▶ [WHAT IS NEEDED]: All lines from the one containing "Query: clasped hands" to the end of the data below are to be returned exactly, both ends included, with nothing added.
*** Block opens ***
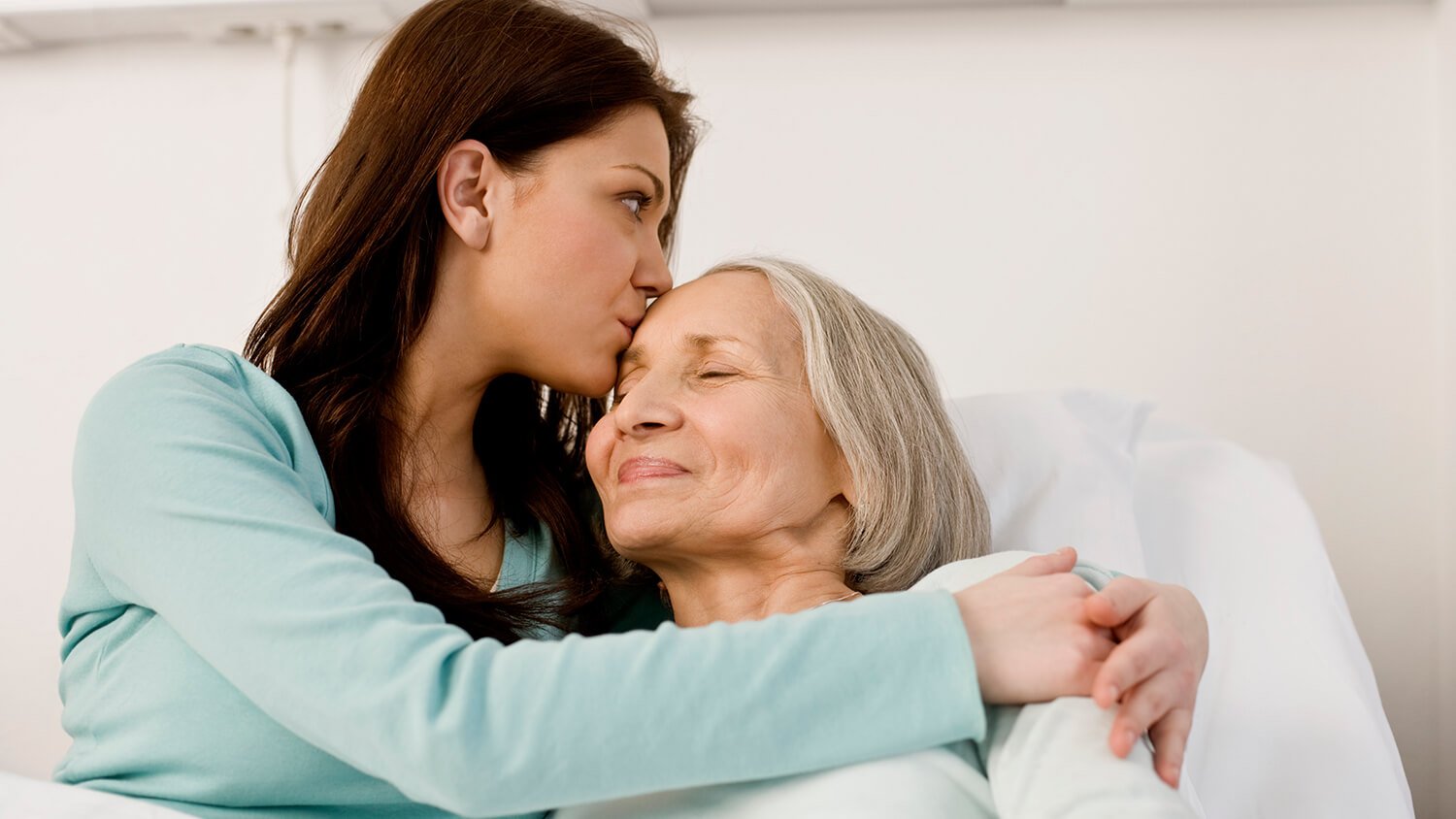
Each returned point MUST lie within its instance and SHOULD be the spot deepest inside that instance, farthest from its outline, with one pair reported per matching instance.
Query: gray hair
(917, 505)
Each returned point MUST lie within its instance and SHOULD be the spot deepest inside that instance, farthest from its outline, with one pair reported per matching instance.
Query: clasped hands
(1039, 633)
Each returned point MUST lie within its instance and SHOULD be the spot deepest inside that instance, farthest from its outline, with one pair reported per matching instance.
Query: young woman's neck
(436, 399)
*** Block closes ***
▶ [EXERCISE RESULT]:
Query: clasped hands
(1039, 633)
Each returned point MUST lie within its instance and SHOULD be the spot deepest inside that instance, farthest from its outline, with one pair reported per matching instance.
Query: young woman's neck
(436, 399)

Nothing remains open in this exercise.